Starting at the line that contains "For every instance of the styled" and continuing through the end of the material, reproduce every line, requests included. Multiply each coordinate in the answers by 2.35, round it to a whole number with halves rounded up, and omit the pictures.

▶ ENTRIES SHOWN
----------------------------------------

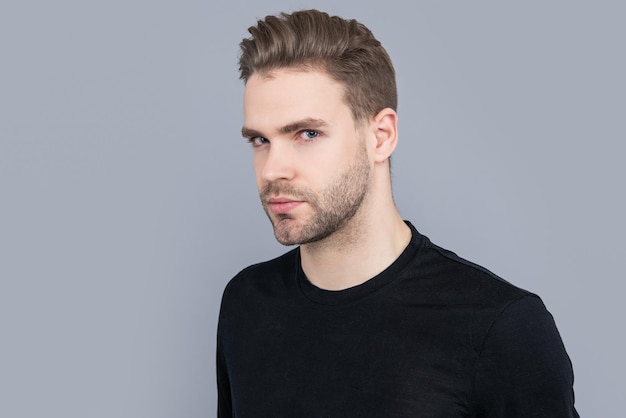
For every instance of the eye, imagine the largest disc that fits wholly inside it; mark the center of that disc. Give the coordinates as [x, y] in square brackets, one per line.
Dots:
[257, 141]
[309, 134]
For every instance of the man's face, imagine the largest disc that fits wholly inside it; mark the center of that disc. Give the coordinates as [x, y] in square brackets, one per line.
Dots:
[311, 164]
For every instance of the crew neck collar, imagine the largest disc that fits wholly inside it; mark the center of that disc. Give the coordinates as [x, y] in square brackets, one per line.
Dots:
[351, 294]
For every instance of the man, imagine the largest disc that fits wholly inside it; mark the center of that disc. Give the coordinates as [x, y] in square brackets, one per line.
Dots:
[366, 317]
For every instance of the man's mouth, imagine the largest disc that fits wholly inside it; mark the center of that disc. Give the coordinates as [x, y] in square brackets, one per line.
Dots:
[282, 205]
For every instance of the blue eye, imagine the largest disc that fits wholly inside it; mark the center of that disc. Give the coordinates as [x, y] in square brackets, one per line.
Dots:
[310, 134]
[258, 141]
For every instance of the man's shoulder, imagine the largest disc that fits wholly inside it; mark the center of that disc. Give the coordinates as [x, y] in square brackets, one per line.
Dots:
[463, 278]
[264, 274]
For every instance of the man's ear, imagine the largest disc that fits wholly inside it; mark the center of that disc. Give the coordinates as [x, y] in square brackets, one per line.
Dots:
[385, 125]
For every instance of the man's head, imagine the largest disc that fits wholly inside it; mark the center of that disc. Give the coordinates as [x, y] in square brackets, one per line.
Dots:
[319, 111]
[345, 49]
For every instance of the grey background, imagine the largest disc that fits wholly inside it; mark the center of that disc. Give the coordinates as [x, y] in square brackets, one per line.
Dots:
[128, 199]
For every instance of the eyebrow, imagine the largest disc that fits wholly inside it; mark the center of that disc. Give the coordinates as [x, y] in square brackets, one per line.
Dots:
[308, 123]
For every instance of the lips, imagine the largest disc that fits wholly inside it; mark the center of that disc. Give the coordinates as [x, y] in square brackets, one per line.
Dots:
[281, 205]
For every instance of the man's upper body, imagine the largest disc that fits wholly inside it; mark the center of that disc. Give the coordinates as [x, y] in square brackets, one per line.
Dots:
[365, 317]
[431, 336]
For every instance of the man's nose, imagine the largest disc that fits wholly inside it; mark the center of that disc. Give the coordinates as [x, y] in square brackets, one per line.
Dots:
[279, 163]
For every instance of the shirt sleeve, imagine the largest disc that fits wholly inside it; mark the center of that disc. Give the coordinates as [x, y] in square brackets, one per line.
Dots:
[224, 404]
[523, 368]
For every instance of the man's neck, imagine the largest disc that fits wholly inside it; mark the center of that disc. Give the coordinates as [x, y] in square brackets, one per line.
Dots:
[355, 254]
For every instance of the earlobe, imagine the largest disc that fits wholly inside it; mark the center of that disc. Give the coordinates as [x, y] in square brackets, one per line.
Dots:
[386, 133]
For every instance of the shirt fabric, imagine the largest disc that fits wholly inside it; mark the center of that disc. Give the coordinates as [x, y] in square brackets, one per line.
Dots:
[432, 335]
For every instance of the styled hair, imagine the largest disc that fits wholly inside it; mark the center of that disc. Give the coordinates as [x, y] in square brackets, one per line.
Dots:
[346, 50]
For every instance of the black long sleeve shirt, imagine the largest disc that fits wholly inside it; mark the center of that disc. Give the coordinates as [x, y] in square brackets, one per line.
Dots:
[431, 336]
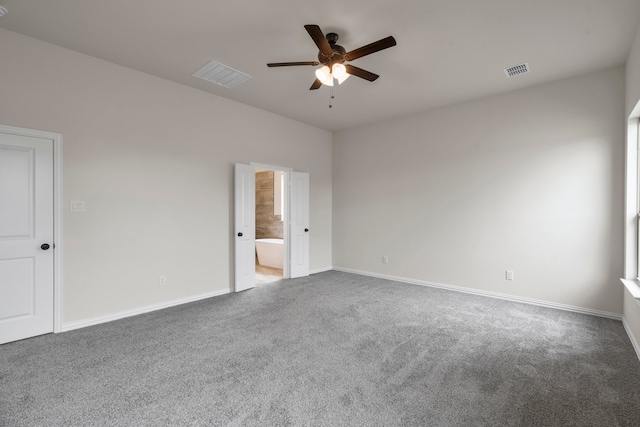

----------------------------------------

▶ FINAL ANSWER
For every instance of the styled hair, imagine the largest disc that fits wholly inside it; mark the center of that disc. Give the coordinates as [x, y] in square brackets, one per line.
Dots:
[813, 118]
For every instance of the black long sleeve shirt, imagine the largest disc that fits wholly inside it; mark the center of that disc. Give the coordinates as [x, y] in square brackets, one per line.
Dots:
[1013, 790]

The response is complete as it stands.